ITEMS →
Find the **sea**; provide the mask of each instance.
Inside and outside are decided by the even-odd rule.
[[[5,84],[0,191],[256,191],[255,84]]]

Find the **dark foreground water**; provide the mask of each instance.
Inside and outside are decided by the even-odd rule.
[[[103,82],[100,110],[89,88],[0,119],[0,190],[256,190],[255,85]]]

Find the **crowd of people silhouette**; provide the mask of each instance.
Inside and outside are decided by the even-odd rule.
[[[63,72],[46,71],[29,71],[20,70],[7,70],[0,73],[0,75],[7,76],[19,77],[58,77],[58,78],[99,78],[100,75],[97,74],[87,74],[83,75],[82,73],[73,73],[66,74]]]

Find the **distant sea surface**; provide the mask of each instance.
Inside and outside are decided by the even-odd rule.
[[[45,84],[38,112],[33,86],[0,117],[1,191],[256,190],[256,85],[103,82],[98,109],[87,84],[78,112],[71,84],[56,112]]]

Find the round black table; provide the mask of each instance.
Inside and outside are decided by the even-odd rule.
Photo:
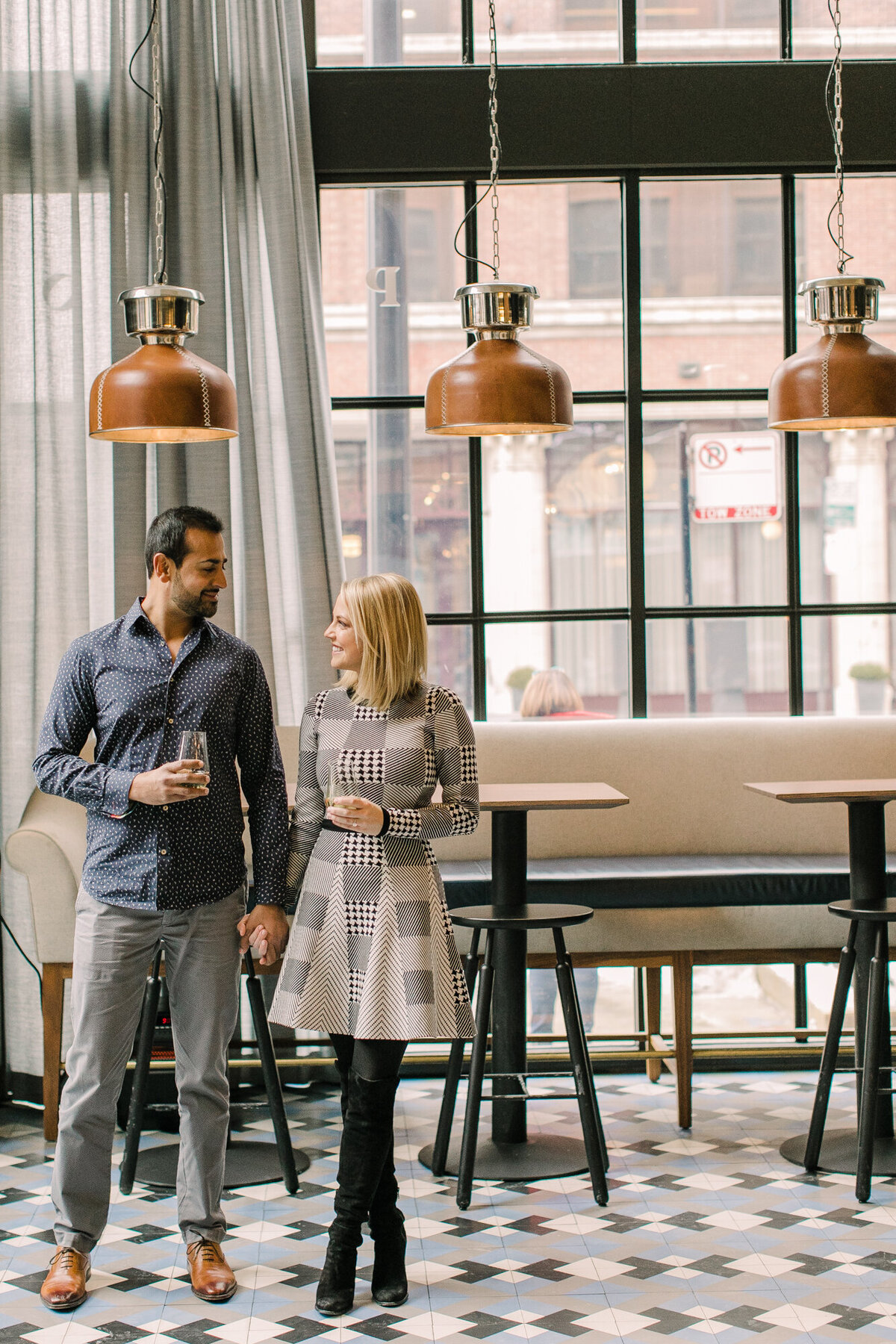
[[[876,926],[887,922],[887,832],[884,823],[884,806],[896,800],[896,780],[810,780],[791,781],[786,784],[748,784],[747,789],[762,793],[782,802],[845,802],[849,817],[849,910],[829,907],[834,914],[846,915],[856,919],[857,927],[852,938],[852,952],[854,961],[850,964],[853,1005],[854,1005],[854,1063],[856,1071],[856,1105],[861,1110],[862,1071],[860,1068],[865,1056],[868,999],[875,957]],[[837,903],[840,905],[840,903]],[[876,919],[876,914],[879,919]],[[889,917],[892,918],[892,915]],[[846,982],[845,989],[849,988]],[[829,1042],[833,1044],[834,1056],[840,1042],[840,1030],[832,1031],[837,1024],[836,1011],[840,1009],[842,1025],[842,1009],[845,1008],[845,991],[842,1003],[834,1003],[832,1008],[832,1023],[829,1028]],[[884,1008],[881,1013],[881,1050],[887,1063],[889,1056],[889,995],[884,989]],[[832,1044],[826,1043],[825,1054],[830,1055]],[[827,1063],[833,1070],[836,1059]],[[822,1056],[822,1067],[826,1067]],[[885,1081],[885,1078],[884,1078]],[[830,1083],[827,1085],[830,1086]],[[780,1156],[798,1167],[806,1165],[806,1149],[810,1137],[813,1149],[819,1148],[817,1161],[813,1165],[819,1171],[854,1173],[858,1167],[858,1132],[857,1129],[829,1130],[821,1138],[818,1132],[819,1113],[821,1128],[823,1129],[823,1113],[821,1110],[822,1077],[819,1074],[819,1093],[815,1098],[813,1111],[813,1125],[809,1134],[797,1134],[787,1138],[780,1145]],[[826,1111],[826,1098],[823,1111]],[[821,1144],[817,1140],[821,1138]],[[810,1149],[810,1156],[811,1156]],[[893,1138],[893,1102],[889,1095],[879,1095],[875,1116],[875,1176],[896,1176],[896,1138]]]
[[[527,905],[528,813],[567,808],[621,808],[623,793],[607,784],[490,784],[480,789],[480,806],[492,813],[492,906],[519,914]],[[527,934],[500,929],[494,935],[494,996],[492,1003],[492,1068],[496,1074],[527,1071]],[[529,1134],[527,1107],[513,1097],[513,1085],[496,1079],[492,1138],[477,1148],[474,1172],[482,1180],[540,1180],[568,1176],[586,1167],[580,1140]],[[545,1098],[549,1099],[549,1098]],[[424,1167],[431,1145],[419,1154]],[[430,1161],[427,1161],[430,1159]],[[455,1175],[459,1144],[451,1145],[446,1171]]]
...
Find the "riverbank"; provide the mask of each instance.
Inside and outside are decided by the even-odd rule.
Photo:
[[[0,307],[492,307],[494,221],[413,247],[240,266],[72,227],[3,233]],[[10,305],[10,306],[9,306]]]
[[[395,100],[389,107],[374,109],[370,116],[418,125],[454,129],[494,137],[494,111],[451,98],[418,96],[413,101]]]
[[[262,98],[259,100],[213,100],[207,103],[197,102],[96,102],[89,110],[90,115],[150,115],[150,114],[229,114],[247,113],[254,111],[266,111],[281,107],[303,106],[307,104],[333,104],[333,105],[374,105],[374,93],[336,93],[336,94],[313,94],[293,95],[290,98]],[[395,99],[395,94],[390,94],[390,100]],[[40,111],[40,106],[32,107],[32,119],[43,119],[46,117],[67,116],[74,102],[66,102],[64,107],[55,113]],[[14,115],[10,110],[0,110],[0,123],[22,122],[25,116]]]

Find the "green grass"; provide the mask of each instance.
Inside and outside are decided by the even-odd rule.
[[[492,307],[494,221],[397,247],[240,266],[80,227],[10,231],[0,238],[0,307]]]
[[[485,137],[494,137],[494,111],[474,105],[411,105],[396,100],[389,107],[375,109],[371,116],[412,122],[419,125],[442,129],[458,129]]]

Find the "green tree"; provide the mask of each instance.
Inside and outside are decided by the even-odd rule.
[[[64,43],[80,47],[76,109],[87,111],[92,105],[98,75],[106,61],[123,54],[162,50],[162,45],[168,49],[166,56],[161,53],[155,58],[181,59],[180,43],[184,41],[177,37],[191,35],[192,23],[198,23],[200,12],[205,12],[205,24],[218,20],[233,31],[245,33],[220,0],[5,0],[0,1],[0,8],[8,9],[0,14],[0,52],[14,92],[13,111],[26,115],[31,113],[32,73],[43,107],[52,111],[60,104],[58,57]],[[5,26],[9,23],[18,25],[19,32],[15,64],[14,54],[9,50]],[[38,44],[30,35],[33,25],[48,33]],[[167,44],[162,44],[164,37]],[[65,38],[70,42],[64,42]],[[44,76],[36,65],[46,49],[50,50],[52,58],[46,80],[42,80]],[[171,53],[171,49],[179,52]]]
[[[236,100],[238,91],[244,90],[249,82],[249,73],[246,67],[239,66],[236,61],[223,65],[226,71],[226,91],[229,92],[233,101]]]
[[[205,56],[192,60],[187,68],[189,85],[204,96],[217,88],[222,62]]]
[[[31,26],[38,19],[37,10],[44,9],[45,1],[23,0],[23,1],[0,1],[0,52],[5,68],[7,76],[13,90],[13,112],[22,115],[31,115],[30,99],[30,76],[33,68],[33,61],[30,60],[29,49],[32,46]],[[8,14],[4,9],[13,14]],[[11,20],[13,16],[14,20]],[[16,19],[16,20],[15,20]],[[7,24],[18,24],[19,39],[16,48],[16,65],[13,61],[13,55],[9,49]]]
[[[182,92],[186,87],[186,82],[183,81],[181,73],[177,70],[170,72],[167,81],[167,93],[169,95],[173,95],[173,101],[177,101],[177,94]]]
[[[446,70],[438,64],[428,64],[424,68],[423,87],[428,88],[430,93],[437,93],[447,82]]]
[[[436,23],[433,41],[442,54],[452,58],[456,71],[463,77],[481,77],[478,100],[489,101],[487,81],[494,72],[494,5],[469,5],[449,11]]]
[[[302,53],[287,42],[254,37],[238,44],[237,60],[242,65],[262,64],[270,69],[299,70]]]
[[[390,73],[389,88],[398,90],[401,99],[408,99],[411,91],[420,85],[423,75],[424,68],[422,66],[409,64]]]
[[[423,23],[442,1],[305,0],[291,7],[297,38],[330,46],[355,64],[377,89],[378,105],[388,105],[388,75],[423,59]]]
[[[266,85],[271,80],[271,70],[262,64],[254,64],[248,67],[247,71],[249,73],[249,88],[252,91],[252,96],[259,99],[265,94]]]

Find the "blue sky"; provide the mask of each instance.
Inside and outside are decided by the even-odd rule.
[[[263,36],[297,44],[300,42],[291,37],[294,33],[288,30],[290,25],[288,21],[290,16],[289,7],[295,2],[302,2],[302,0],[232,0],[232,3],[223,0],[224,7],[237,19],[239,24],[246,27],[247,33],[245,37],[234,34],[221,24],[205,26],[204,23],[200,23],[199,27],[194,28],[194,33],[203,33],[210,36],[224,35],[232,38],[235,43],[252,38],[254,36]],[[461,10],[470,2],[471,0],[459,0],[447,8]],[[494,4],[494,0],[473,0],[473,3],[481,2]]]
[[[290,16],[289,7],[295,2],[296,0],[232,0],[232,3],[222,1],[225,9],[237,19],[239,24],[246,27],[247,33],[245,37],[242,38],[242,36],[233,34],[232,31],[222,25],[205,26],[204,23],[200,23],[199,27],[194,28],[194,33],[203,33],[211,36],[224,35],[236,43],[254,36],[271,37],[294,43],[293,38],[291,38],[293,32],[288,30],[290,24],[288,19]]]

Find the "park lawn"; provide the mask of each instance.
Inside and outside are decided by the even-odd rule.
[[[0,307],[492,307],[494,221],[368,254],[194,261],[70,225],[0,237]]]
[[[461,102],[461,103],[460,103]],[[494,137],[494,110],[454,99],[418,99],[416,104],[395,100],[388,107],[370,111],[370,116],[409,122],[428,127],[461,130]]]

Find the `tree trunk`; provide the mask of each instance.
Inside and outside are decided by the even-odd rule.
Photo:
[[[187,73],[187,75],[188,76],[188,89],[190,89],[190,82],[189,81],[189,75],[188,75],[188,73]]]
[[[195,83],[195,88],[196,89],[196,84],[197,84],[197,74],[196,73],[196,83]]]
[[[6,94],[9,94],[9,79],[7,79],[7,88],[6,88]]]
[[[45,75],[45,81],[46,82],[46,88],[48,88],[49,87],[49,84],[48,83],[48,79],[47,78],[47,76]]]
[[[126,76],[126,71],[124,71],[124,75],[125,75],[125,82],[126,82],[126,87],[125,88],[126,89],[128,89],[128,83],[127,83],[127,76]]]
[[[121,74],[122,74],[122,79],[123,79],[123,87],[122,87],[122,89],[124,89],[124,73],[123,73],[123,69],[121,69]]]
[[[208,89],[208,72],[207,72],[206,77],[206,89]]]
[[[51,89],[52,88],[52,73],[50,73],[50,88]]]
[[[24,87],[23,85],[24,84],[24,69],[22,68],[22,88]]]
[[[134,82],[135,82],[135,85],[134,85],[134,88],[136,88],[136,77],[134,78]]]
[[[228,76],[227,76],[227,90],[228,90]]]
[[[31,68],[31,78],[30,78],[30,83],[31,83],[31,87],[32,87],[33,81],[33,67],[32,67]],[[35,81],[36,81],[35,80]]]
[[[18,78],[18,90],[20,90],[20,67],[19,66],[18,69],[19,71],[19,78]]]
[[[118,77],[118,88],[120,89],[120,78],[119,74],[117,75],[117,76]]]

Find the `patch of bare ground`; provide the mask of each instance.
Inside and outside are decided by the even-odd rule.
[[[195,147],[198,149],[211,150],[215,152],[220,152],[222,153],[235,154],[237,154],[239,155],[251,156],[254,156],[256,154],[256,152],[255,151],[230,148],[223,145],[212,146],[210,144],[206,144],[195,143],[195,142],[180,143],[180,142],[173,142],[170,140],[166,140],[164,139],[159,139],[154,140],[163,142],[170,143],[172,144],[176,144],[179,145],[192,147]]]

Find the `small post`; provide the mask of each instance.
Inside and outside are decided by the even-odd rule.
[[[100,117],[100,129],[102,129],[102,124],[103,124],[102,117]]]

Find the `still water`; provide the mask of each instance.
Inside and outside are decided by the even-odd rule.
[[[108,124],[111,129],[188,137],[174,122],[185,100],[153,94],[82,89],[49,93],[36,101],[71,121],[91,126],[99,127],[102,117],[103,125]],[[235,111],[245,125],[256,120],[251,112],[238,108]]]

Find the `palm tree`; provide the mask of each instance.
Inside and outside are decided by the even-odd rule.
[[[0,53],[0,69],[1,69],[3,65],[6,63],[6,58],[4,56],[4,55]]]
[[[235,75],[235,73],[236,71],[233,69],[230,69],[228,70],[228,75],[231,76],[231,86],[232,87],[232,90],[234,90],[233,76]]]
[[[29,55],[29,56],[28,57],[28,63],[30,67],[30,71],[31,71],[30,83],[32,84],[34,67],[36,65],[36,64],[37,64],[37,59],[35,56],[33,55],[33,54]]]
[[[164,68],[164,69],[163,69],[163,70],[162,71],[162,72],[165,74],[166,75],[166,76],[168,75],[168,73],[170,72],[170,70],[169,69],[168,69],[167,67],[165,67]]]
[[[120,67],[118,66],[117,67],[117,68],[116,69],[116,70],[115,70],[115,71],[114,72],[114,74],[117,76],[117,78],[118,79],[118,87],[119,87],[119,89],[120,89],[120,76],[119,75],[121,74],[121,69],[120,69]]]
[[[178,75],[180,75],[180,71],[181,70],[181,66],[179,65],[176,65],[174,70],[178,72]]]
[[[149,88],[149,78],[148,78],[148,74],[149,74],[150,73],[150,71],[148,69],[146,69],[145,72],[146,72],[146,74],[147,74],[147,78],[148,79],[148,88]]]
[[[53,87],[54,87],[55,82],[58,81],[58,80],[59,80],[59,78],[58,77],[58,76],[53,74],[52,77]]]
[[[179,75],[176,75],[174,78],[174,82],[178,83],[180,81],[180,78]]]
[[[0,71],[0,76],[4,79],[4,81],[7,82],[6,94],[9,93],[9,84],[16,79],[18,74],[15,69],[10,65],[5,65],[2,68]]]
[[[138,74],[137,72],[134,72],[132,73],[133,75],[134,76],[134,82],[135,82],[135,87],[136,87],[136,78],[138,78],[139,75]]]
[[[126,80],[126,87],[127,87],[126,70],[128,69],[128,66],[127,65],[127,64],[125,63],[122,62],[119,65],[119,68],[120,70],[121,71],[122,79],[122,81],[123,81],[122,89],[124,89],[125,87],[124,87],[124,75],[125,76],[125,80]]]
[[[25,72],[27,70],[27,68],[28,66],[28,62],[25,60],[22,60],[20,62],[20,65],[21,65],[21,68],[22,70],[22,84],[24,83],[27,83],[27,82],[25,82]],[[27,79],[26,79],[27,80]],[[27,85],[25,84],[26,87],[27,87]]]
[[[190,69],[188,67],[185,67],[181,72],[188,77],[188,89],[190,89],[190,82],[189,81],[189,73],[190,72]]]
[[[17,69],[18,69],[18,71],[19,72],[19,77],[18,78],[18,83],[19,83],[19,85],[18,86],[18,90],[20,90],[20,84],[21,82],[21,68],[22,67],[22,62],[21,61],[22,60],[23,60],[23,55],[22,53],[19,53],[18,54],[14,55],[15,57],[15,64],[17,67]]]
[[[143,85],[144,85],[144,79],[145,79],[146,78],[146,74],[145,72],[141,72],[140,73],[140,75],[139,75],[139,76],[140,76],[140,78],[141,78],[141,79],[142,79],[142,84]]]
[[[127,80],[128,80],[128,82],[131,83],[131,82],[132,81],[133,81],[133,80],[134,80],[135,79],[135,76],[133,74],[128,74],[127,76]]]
==
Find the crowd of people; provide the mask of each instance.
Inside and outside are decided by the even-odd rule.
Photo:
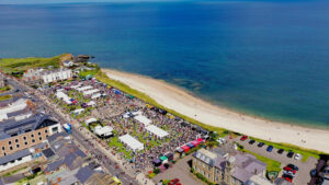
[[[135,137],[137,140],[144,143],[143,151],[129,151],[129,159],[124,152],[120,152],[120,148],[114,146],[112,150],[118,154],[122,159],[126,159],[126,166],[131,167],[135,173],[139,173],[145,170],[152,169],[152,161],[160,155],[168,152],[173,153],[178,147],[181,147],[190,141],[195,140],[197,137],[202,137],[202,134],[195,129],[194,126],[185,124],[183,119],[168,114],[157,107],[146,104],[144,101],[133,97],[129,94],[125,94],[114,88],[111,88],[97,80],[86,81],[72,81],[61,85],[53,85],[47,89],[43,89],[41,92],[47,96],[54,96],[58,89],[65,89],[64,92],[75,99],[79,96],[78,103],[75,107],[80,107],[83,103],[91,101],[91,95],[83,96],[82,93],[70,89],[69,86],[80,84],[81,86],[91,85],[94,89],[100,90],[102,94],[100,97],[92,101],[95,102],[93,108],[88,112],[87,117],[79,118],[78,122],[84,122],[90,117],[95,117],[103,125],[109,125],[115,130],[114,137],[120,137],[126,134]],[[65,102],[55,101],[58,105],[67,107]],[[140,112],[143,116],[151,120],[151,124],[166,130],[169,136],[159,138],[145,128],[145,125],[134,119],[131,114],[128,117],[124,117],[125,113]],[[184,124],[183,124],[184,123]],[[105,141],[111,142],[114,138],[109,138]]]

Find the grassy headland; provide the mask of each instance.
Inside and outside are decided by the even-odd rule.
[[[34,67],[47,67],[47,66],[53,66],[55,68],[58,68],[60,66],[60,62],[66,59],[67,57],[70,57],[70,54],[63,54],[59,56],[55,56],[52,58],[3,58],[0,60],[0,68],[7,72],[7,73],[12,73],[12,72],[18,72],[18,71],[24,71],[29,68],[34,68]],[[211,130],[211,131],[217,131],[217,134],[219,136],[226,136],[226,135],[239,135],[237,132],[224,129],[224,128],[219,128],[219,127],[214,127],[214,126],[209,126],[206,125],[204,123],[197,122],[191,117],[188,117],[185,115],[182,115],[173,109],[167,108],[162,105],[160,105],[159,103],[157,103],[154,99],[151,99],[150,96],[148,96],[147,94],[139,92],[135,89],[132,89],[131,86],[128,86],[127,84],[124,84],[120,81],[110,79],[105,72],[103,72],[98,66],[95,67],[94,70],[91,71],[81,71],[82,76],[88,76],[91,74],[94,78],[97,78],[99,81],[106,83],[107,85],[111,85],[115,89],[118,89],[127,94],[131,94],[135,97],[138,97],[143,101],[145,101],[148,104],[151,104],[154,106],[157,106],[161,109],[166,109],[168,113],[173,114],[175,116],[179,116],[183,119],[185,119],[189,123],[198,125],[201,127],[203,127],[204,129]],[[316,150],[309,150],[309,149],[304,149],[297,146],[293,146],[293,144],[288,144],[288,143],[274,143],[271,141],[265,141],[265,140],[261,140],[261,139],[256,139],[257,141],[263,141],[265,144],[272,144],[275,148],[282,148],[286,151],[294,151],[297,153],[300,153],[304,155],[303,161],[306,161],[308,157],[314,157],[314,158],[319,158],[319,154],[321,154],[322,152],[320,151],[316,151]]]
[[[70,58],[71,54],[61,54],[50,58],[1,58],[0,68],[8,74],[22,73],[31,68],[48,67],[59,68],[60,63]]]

EXERCISE REQUIREMENTS → Please pick out every row above that contains the string "green" and copy each one. Case counts.

COMPLETED TASK →
Find the "green grass"; provide the mask of each instance.
Find the "green tree"; provide the mask of each instance.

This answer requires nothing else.